What to work on
Convert every line of the items below into a JSON list of strings, one string per line, omitting any blank lines.

Given entries
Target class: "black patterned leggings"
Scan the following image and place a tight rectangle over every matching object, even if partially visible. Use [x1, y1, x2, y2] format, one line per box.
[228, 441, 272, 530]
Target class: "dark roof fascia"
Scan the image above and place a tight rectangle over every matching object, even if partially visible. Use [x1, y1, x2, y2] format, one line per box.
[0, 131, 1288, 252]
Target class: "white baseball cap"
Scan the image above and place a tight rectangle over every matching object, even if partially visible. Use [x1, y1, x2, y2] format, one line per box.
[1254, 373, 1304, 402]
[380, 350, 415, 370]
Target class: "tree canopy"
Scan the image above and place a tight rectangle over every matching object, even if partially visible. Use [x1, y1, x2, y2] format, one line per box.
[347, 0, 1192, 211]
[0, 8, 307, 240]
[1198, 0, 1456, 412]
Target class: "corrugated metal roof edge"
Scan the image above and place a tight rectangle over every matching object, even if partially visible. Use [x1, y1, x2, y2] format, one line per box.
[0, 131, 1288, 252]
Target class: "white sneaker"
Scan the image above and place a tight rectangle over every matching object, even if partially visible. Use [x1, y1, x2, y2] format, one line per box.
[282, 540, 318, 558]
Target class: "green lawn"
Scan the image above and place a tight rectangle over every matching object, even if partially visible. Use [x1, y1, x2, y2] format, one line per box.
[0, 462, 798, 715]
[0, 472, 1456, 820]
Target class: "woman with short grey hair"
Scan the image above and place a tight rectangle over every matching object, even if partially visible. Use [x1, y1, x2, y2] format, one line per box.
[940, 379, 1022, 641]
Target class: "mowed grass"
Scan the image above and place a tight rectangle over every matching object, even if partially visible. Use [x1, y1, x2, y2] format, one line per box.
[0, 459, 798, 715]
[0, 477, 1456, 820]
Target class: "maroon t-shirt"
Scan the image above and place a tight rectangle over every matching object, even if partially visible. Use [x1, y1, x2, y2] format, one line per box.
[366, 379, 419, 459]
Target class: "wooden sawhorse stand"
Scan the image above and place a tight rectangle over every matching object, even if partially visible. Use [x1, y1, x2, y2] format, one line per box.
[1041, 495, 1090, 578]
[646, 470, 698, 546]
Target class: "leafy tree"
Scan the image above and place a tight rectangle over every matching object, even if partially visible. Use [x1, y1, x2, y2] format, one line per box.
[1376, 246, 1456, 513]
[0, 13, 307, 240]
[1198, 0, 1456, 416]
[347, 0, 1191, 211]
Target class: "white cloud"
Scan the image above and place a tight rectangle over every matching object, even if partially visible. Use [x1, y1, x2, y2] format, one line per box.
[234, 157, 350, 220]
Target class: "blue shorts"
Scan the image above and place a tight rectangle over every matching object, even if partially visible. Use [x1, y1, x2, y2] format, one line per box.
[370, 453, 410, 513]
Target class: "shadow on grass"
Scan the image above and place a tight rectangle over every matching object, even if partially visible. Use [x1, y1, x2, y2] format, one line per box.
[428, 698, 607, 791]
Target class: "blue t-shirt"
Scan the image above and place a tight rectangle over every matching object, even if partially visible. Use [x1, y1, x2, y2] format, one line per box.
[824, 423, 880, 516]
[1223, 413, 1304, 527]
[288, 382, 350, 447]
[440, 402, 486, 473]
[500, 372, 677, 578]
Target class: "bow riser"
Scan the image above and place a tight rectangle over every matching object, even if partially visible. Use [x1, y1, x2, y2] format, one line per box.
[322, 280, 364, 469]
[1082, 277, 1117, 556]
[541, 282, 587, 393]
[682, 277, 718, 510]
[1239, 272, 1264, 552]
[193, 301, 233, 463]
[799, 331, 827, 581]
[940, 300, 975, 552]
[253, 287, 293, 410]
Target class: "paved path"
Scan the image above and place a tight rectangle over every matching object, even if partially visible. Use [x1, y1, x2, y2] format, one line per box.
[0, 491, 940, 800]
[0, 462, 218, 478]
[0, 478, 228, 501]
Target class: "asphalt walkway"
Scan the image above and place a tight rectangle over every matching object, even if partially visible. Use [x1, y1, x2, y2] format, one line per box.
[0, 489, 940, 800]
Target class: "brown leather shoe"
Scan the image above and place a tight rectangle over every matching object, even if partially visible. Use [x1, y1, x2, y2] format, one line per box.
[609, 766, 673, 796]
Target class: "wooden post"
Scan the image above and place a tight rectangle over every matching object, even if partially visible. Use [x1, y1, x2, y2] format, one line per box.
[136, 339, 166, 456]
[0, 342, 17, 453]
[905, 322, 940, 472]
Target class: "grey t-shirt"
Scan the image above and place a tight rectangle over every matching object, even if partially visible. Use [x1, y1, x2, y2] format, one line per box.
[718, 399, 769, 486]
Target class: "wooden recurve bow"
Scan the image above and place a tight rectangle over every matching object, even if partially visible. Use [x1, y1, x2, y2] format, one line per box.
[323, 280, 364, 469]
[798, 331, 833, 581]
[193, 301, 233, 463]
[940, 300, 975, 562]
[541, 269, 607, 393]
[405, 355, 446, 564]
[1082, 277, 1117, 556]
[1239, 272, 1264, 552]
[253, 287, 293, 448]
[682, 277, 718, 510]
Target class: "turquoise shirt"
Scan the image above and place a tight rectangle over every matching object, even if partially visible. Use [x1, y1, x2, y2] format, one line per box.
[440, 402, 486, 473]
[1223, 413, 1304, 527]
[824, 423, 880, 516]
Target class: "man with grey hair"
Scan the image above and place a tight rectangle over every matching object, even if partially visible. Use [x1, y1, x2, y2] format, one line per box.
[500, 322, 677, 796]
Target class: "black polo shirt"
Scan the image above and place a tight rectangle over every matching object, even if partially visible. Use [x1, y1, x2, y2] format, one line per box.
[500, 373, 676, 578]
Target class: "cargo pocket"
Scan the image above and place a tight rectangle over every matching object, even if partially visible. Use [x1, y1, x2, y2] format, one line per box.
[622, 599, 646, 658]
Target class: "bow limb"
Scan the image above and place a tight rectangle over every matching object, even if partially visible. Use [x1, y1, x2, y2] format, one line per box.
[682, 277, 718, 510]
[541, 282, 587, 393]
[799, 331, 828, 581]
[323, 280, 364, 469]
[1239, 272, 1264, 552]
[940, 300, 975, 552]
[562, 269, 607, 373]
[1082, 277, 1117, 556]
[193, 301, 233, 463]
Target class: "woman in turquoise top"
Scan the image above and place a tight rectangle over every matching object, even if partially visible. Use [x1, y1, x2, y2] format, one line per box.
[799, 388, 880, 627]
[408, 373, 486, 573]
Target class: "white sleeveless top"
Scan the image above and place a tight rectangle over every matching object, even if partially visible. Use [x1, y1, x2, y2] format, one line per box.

Complete answer
[
  "Target class: \"black patterned leggings\"",
  "Scan the following image and place a tight rectangle over every matching object, even if partially visible. Use [x1, y1, x2, y2] format, one line per box.",
  "[228, 441, 272, 530]",
  "Target class: \"dark roof fascia\"",
  "Scan the image above and place a tight rectangle over every matching object, even if partially visible. Use [x1, y1, x2, y2] format, one line per box.",
  "[0, 131, 1288, 252]",
  "Target class: \"white baseball cap\"",
  "Scan the image above and place a tight rectangle over every matching object, even if partially visible. Use [x1, y1, x2, y2] format, one line per box.",
  "[1254, 373, 1304, 402]",
  "[380, 350, 415, 370]",
  "Target class: \"tree canopy\"",
  "Scan the image above and place a tight rectangle over every matching object, even if partially visible. Use [x1, y1, x2, y2] format, one line per box.",
  "[347, 0, 1192, 211]",
  "[0, 8, 307, 240]",
  "[1198, 0, 1456, 412]",
  "Target class: \"corrugated metal roof edge\"",
  "Scan the image above and place a tight rectangle over every matching object, even if partially visible. Use [x1, y1, x2, y2] format, one line per box.",
  "[0, 131, 1288, 252]",
  "Target class: \"white sneaker\"",
  "Scan the image above and place a tight rectangle over every matching object, even if partially visible. Use [x1, y1, x2, y2] format, one line per box.",
  "[282, 540, 318, 558]",
  "Target class: \"green lawn\"",
  "Scan the image above and place a tight rectangle over every matching object, even if partially visible. Use [x1, y1, x2, y2] format, one line per box.",
  "[0, 462, 798, 715]",
  "[0, 472, 1456, 820]",
  "Target class: \"woman with short grey hair\"",
  "Scan the image above and place a tight rectangle over every matching object, even if partially visible. Use [x1, y1, x2, y2] format, one line per box.",
  "[940, 379, 1022, 641]",
  "Target class: \"mowed grass\"",
  "Scan the image above and place a tight rectangle over every matching object, even if partially visible. Use [x1, y1, x2, y2] format, one line per box.",
  "[0, 459, 798, 715]",
  "[0, 477, 1456, 820]",
  "Target class: \"maroon t-shirt\"",
  "Scan the image above and place a tight rectangle over every matching object, even if partially visible. Use [x1, y1, x2, y2] format, one line per box.",
  "[366, 379, 419, 459]",
  "Target class: \"wooden sawhorse stand\"",
  "Scan the image above and place a tight rectangle over every matching object, even if partially visible. Use [x1, y1, x2, y2] format, one line per box.",
  "[1041, 495, 1090, 578]",
  "[646, 470, 698, 546]",
  "Target class: \"leafy tree\"",
  "Scan the image above and place a tight rectangle over every matching object, even if partially visible. Use [x1, y1, x2, y2] format, one line per box.",
  "[1376, 246, 1456, 513]",
  "[0, 13, 307, 240]",
  "[1198, 0, 1456, 416]",
  "[347, 0, 1191, 211]",
  "Target class: \"white cloud\"",
  "Scan the image above and place a tight rectangle over every matching object, even if partially visible. Use [x1, y1, x2, y2] format, one line per box.",
  "[234, 157, 350, 220]",
  "Target class: \"blue shorts\"",
  "Scan the image above and place a tight rectangle over every matching object, even if partially visible. Use [x1, y1, x2, y2] format, one line per box.",
  "[370, 453, 410, 513]",
  "Target class: \"shadow on grass\"",
  "Scan the image above and place a tight rectangle over every matching object, even if partially visible. Use [x1, y1, x2, y2] format, one line per box.",
  "[428, 698, 607, 791]",
  "Target class: \"blue t-shirt\"",
  "Scan the image above and place a tight rectangle over every matching object, even if partially visible. Use [x1, y1, x2, y2] format, one line per box.",
  "[824, 423, 880, 516]",
  "[1223, 413, 1304, 527]",
  "[288, 382, 350, 447]",
  "[440, 402, 486, 473]",
  "[500, 372, 677, 578]",
  "Target class: \"bow riser\"",
  "Scan the image above and place a tight rectangle over every matching object, even if partially visible. Use [x1, y1, x2, y2] format, one line per box.",
  "[322, 280, 364, 469]",
  "[1082, 277, 1117, 556]",
  "[541, 282, 587, 393]",
  "[682, 277, 718, 510]",
  "[1239, 272, 1264, 552]",
  "[193, 301, 233, 463]",
  "[799, 331, 827, 581]",
  "[940, 300, 975, 552]",
  "[253, 287, 293, 410]",
  "Target class: \"paved path\"",
  "Scan the image above and place a tight rectangle over every matching object, even if partially visible. Use [x1, y1, x2, y2] format, one line per box.",
  "[0, 491, 940, 800]",
  "[0, 462, 218, 478]",
  "[0, 478, 228, 501]",
  "Target class: \"asphalt walkway\"",
  "Scan the image above and place a tight rectangle over every matching object, even if partially visible. Use [x1, y1, x2, y2] format, one line per box.",
  "[0, 489, 940, 800]",
  "Target class: \"brown leather shoe\"",
  "Scan the image above and place a tight rectangle over every matching object, even if partially visible. Use [x1, y1, x2, y2] format, one line per box.",
  "[609, 766, 673, 796]",
  "Target class: \"wooden post\"",
  "Scan the image above and place a tight rectangle over every matching object, even if partially visible. Use [x1, y1, x2, y2] format, one line per box.",
  "[136, 339, 166, 456]",
  "[0, 342, 17, 453]",
  "[905, 322, 940, 472]",
  "Target class: \"grey t-shirt\"",
  "Scan the image above and place a tight rectangle over every matching object, even if partially visible. Use [x1, y1, x2, y2] format, one line per box.",
  "[718, 399, 769, 486]",
  "Target class: \"wooden recurve bow\"",
  "Scan the image above and place a tight rectangle over every matching object, even if partially visible. Use [x1, y1, x2, y2] format, one line per box.",
  "[323, 280, 364, 469]",
  "[798, 331, 833, 581]",
  "[193, 301, 233, 463]",
  "[940, 300, 975, 562]",
  "[541, 269, 607, 393]",
  "[405, 355, 446, 564]",
  "[1082, 277, 1117, 556]",
  "[1239, 272, 1264, 552]",
  "[253, 287, 293, 448]",
  "[682, 277, 718, 510]",
  "Target class: \"turquoise shirt\"",
  "Scan the image above and place a tight rectangle over every matching object, even if partially visible. Use [x1, y1, x2, y2] format, one line per box.",
  "[440, 402, 486, 473]",
  "[1223, 413, 1304, 527]",
  "[824, 423, 880, 516]",
  "Target class: \"man with grey hair\"",
  "Scan the image above and place a tight rectangle over every matching object, even if partially visible. Use [x1, y1, x2, y2] format, one line per box.",
  "[500, 322, 677, 796]",
  "Target class: \"black polo shirt\"",
  "Scan the image above and place a tight rectangle over every matching object, even if partially visible. Use [x1, y1, x2, y2] format, one line per box.",
  "[500, 373, 676, 578]",
  "Target class: \"cargo pocket\"",
  "Scan the image above and place a tight rectangle over every matching object, even if partially visible. Use [x1, y1, x2, y2] format, one line per box.",
  "[622, 599, 646, 658]",
  "Target class: \"bow limb\"",
  "Scan the image above and place a tight rectangle over every matching object, even if partially visible. Use [x1, y1, x2, y2] format, one line per box.",
  "[682, 277, 718, 510]",
  "[541, 282, 587, 393]",
  "[799, 331, 828, 581]",
  "[323, 280, 364, 469]",
  "[1239, 272, 1264, 552]",
  "[940, 300, 975, 552]",
  "[562, 269, 607, 373]",
  "[1082, 277, 1117, 556]",
  "[193, 301, 233, 463]",
  "Target class: \"woman in turquoise top\"",
  "Scan the image above and place a tight rectangle over every matching object, even if partially visible. Use [x1, y1, x2, y2] format, one line per box.",
  "[799, 388, 880, 627]",
  "[408, 373, 486, 573]",
  "Target class: \"white sleeveless top\"",
  "Scan the image above and place a tight rectangle over every matching object, even if partially visible. Use [x1, y1, x2, y2] format, one line per box."
]